═════ Dataset content
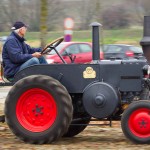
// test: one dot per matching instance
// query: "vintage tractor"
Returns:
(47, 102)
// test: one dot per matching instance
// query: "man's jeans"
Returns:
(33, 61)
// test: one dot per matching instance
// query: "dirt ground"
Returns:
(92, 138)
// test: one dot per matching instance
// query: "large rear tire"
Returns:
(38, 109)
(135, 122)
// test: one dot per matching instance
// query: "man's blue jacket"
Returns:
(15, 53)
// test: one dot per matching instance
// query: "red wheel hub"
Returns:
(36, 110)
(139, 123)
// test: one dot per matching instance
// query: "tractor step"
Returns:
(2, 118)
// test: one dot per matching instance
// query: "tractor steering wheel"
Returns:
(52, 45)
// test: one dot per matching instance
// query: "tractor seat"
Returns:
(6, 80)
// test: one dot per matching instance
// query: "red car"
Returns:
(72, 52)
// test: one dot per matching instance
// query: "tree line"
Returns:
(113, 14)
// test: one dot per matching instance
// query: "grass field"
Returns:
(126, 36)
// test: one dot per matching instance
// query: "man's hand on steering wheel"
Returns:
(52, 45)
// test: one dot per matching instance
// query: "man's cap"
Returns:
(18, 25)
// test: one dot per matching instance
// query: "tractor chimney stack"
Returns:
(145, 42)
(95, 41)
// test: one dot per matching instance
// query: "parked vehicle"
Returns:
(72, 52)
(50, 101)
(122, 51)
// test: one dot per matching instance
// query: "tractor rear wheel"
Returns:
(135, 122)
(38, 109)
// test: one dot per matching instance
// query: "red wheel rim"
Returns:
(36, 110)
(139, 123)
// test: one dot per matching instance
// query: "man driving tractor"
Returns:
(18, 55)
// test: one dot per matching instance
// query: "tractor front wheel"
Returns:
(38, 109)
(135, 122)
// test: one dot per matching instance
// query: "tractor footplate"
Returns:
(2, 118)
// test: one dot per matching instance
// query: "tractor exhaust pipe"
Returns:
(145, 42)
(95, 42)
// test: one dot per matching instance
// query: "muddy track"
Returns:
══════════
Answer with the number alone after tallying the lines of the entries above that contain the word "wheel".

6